=== Given task a ===
Copy the listing below word for word, from the line that contains "Tag the narrow" through the last line of the listing, including both ends.

=== Page ===

=-=-=

I have a KK (Aurora) that is wearing an Oberon cover "Dragon Roost" in Wine and a DG skin "Velvet Jewel". I chose the cover because I love Dragons (especially ones with wings) and at the time I was shopping the were willing to make a Kindle cover. (My understanding was that it was one of the designs that they were considering for their new line, but didn't receive enough interest in their poll). I chose Wine after seeing and falling in love with the Velvet Jewel skin.

I also won a K2i here on the KB's and was already saving for a Gingko in Red Oberon Cover and decided to get it for my new Kindle (Tara). She is also wearing a DG skin "I Am Yours" that when I saw it I fell in love with. You can see Aurora's ensemble in the Oberon Cover thread and Tara's ensemble in the KindleBoards Anniversary Thread.

I am currently coveting the Oberon Da Vinci cover in Saddle, it is stunning, however, I can't really justify it right now so will just have to continue to drool over it.

I wanted to say that I also read my Kindles while eating and needed a book stand to hold them, I found a very inexpensive wire stand at B&N that suits my purposes perfectly, it folds flat and fits in my BB bags with the Kindles in their covers and I take it everywhere with me.

Up-date: One of the KB'ers has asked me about my bookstand, I don't have any of the information on it but I have posted pictures below:


















































This works very well for me and I can use the cover of my choice, I think it cost me about $6-$7.

Note: I don't know why the first 2 pictures are so big, I might get this right someday (sigh).


----------



## kindlencoffee (Jan 19, 2010)

I love the look of the Oberon covers, but I didn't want to spend so much. I went with this:



















I thought I would like the flip style and I do. I can balance it on my lap easily, eat & read at the table easily, etc. Also, with this cover, I didn't have to choose a skin. Plus, I liked the way it looks. Still drooling over the Oberons, but this should keep me happy for quite awhile.

Sorry the pics are so big, need to learn how to resize images from other sites.
ETA: Sorry, I forgot to tell you that it is the Javoedge flip style in Kyoto.


----------



## Rie142 (Oct 28, 2009)

I got my JAVOedge Flip Blue Croc because I have trouble holding a book for a long period of time. So the lighter cover was perfect for me. Also if I wanted it to feel like I was reading a DTB I would have stuck to them. I love the lighter feel to this cover. Also the leather has a croc skin texture to it and so doesn't feel slippery.



I chose the Flip so I could prop it up on it's stand while sitting at a desk or table. I only have one case and probably won't buy another one until this one wears out. I really do love this cover.

My mom loves her JAVOedge flip cherry blossom for the same reason.


----------



## mistyd107 (May 22, 2009)

=-=-=

=== Dataset records ===
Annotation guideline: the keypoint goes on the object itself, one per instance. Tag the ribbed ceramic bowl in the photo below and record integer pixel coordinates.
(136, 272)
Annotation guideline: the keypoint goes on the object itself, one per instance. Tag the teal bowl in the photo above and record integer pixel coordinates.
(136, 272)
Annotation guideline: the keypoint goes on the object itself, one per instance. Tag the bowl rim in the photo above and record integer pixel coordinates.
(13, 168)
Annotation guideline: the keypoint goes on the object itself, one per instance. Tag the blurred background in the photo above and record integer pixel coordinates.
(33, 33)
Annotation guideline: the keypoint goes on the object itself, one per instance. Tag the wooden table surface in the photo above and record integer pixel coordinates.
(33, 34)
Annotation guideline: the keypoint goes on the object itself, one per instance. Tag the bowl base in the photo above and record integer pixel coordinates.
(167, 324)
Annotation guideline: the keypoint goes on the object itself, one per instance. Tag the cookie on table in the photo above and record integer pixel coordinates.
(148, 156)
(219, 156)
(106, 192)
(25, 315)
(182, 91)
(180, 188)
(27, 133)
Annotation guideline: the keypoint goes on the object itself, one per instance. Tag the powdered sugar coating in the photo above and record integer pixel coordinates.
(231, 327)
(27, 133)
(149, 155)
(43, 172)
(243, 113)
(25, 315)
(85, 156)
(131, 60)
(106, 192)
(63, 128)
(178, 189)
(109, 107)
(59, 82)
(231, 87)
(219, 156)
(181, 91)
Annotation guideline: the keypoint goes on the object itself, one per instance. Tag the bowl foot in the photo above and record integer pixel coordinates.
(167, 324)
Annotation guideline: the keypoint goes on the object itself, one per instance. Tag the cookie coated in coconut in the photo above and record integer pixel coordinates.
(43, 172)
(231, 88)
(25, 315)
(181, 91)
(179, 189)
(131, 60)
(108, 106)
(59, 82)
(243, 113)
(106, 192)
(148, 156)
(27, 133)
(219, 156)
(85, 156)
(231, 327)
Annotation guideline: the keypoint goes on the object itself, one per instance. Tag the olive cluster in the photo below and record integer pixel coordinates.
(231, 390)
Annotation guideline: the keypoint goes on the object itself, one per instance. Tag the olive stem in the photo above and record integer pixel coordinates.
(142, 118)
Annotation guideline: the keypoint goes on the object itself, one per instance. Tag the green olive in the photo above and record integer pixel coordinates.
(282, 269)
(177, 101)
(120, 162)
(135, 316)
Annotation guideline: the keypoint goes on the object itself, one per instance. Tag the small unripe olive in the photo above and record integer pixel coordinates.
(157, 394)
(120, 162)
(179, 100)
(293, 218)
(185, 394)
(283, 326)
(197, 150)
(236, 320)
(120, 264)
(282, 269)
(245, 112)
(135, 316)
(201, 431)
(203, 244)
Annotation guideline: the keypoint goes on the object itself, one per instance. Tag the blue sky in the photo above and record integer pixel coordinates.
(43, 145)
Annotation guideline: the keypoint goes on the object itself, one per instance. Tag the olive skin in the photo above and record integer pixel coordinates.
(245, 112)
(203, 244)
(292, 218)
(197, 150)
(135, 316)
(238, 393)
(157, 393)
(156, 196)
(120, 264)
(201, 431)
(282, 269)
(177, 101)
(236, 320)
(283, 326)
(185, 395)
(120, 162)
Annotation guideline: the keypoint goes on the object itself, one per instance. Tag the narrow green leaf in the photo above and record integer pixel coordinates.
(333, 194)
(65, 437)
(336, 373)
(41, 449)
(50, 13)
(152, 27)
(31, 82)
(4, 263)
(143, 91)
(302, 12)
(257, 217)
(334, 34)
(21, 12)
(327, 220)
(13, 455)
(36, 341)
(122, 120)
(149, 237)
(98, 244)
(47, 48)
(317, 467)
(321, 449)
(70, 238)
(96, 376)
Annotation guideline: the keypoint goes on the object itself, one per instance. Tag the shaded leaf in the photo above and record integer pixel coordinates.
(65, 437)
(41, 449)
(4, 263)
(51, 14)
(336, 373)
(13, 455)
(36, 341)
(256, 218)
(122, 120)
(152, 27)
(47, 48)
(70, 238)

=-=-=

=== Given task b ===
Translate this sentence from the forum thread about Kindle covers into Spanish: "I love the lighter feel to this cover."

=== Task output a ===
Annotation guideline: the keypoint goes on the object itself, one per instance. Tag the narrow green leaf in the photo above and record integer pixel coordinates.
(333, 194)
(65, 437)
(336, 373)
(41, 449)
(50, 13)
(152, 27)
(31, 82)
(4, 263)
(143, 91)
(302, 12)
(257, 217)
(334, 34)
(21, 12)
(327, 220)
(13, 455)
(36, 341)
(122, 120)
(149, 237)
(98, 244)
(47, 48)
(317, 467)
(321, 449)
(70, 238)
(96, 376)
Annotation guideline: the keypoint goes on the object itself, one per instance. Tag the shaded leaf in the photo above and record integer pixel coordinates.
(65, 437)
(41, 449)
(4, 263)
(51, 14)
(336, 373)
(13, 455)
(36, 341)
(256, 218)
(122, 120)
(152, 27)
(47, 48)
(70, 238)

=== Task output b ===
Me encanta lo ligera que se siente esta funda.